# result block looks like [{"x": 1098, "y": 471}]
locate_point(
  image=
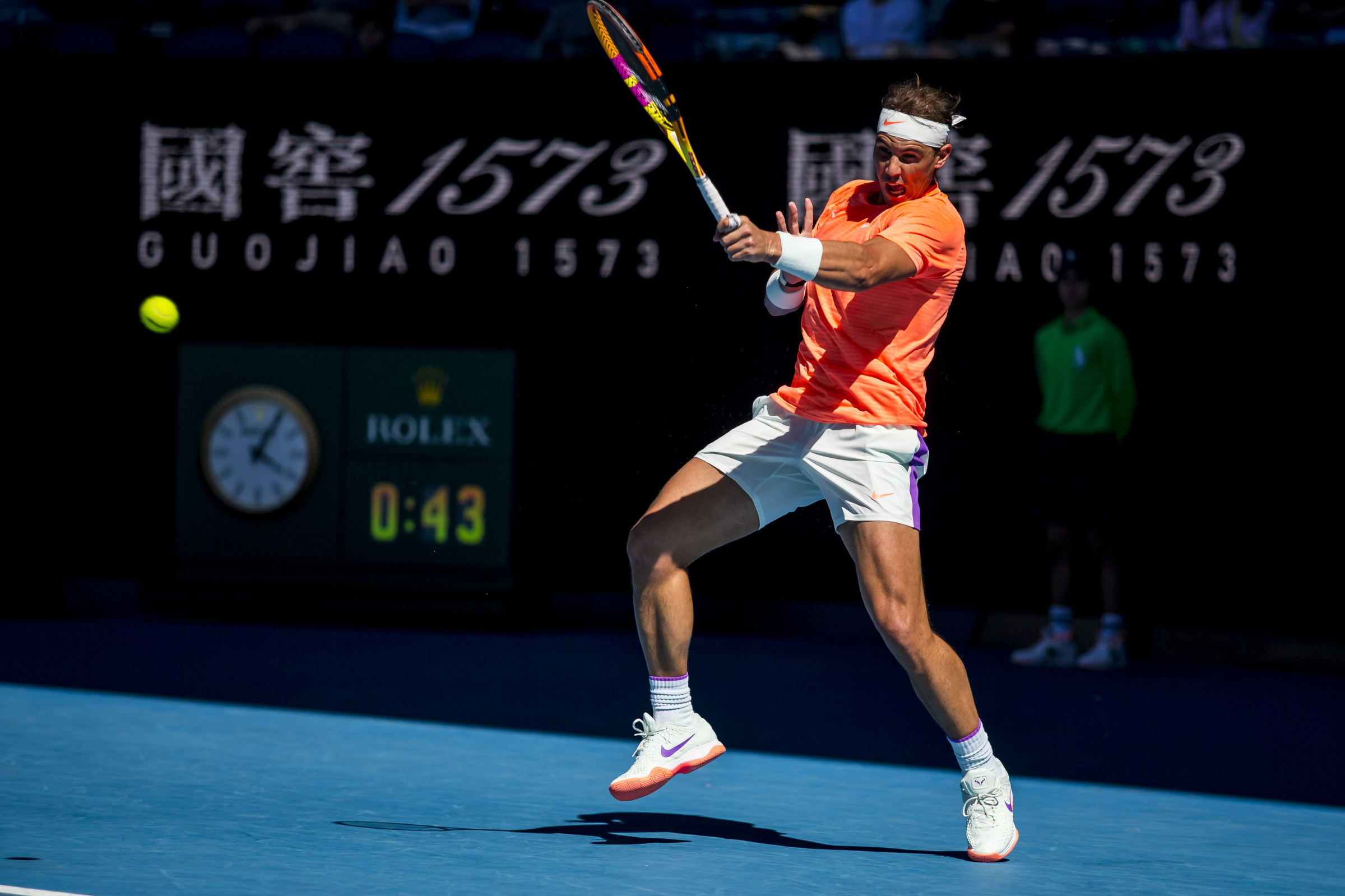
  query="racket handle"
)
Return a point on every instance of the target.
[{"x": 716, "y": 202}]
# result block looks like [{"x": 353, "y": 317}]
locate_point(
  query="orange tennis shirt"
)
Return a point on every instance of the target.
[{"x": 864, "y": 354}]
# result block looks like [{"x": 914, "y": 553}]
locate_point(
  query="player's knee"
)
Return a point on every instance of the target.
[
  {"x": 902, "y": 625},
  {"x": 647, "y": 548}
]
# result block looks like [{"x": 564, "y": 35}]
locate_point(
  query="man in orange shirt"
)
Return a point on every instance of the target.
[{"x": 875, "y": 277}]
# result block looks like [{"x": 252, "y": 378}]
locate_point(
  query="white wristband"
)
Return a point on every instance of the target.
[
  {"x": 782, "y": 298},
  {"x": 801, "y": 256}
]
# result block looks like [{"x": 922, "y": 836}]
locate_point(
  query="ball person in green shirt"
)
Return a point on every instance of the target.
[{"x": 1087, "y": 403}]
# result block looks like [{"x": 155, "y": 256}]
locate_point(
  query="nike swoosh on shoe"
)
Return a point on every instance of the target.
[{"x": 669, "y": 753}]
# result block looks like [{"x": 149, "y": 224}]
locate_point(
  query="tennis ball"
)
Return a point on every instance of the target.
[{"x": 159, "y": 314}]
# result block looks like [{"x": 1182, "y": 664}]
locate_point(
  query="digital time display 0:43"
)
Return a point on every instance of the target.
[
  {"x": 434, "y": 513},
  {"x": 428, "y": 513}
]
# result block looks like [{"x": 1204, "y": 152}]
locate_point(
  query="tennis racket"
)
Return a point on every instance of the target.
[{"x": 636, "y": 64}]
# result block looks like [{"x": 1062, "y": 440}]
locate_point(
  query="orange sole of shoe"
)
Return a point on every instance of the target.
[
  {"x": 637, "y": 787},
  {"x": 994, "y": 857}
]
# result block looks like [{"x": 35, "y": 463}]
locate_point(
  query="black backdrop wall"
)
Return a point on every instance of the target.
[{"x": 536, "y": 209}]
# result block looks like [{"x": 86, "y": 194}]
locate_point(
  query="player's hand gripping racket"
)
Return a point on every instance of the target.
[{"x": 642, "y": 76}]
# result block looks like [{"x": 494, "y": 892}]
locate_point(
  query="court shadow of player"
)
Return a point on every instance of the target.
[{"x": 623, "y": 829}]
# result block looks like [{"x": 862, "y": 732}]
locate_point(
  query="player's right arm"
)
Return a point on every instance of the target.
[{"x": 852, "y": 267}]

--

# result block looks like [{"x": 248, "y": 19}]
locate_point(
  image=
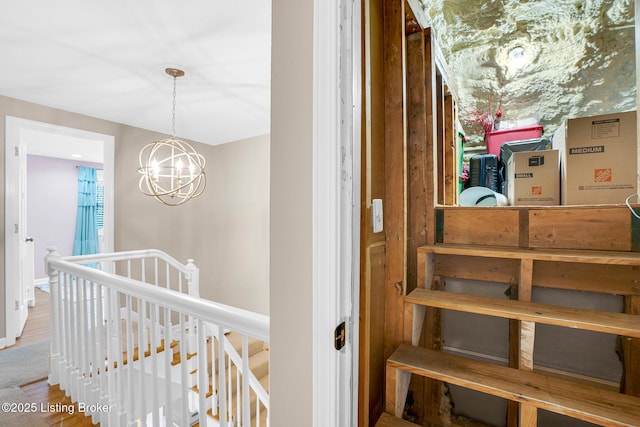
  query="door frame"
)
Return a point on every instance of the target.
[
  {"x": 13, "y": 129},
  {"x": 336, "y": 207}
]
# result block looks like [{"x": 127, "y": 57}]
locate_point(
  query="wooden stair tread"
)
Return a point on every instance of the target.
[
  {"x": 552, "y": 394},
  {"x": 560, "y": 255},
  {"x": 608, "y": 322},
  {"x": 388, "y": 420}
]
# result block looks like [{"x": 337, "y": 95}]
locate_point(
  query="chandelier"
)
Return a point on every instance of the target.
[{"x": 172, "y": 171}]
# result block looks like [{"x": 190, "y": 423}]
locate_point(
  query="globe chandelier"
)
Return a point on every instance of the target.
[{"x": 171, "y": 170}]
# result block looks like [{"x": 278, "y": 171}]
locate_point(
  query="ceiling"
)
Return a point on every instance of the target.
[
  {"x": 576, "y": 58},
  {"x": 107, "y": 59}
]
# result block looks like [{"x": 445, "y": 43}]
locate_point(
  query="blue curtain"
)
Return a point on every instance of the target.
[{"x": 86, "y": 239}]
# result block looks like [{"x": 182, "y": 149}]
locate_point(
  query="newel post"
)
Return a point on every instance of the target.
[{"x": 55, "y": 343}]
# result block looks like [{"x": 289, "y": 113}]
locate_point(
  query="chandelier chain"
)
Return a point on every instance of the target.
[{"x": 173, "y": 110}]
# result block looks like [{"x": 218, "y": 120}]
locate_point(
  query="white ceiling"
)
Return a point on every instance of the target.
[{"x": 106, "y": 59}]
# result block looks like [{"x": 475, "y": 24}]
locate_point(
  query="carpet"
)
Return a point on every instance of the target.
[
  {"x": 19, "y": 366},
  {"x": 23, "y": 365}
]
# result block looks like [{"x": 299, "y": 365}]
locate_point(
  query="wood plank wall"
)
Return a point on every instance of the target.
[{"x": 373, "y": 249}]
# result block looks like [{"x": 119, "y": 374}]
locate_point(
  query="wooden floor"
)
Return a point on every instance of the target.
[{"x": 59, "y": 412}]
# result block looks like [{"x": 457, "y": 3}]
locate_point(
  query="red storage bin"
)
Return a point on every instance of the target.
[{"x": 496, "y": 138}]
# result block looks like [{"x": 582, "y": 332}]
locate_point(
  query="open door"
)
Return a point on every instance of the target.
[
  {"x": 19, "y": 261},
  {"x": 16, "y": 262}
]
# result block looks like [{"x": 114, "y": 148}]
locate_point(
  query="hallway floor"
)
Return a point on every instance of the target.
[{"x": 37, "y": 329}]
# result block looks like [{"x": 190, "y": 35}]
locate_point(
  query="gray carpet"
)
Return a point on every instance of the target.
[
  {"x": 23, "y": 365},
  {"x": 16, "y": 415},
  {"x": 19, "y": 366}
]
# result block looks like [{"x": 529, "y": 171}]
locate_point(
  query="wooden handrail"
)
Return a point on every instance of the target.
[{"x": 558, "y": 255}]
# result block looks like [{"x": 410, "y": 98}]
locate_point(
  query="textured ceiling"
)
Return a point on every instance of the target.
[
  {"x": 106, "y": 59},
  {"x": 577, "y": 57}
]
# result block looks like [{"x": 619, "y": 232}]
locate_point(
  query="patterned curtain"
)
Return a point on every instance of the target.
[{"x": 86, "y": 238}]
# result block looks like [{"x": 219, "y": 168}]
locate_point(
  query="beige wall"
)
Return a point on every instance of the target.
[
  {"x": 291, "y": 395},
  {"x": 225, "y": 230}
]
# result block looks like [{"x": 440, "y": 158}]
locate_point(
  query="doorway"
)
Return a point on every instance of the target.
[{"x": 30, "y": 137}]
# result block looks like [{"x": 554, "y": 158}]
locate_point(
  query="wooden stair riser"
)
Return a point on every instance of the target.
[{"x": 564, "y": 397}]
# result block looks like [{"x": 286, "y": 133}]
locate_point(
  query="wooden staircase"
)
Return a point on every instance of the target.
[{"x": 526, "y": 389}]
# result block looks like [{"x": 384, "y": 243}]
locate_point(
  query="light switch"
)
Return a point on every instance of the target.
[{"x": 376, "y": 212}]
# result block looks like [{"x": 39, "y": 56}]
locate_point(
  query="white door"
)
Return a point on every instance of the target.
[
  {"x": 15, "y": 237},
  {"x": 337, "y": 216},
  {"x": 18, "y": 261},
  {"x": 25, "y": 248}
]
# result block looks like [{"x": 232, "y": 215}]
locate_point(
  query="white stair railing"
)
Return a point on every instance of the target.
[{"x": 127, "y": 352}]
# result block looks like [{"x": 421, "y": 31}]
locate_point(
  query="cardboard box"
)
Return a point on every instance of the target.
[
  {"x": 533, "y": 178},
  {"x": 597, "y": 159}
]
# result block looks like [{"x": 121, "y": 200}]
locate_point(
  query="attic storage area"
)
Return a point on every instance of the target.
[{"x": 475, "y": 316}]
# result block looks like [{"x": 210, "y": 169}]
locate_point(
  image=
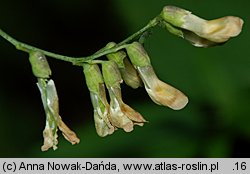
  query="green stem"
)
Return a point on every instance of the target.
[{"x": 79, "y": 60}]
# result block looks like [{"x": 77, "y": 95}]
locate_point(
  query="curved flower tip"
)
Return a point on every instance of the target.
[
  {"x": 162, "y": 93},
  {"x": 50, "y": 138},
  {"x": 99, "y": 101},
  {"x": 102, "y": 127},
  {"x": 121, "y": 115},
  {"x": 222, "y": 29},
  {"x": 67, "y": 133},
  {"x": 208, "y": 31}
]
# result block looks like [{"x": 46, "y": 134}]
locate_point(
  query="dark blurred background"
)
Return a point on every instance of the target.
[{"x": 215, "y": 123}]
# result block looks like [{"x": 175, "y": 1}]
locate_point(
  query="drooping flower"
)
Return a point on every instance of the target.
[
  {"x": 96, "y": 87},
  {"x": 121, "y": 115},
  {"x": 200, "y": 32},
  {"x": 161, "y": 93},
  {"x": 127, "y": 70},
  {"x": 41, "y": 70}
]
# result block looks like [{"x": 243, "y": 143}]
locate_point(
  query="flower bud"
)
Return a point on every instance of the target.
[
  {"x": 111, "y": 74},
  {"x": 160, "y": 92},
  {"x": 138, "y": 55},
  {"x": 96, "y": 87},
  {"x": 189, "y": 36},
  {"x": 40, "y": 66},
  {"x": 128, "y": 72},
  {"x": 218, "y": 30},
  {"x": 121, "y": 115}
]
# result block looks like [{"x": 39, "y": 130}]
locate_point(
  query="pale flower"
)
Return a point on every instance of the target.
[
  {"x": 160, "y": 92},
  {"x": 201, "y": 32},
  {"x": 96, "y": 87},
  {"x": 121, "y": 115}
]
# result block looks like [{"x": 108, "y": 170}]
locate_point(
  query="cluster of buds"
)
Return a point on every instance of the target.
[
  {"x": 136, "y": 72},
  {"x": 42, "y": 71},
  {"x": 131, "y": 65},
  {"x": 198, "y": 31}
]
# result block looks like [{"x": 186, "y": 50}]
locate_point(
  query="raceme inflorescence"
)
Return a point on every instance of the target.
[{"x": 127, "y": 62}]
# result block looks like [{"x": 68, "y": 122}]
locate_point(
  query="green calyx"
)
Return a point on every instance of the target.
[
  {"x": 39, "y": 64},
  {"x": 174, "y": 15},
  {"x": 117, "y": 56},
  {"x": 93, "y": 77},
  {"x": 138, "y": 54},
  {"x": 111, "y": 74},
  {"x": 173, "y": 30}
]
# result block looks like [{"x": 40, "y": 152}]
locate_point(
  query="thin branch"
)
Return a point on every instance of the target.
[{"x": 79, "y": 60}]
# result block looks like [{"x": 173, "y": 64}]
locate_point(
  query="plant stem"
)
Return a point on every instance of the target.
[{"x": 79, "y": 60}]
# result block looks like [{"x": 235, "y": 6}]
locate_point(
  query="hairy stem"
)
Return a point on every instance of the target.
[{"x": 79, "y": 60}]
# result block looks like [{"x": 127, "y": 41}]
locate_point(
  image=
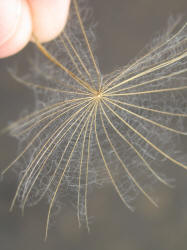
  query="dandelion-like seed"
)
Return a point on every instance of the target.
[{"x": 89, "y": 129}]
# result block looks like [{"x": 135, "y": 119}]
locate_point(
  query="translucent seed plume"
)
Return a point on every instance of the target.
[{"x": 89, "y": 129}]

Aim of the task — Gather every line of the items that contains the string "wooden", copying each line in full.

Answer to the exercise —
  query="wooden stair tread"
  query="wooden floor"
  query="wooden handrail"
  query="wooden stair riser"
  query="wooden staircase"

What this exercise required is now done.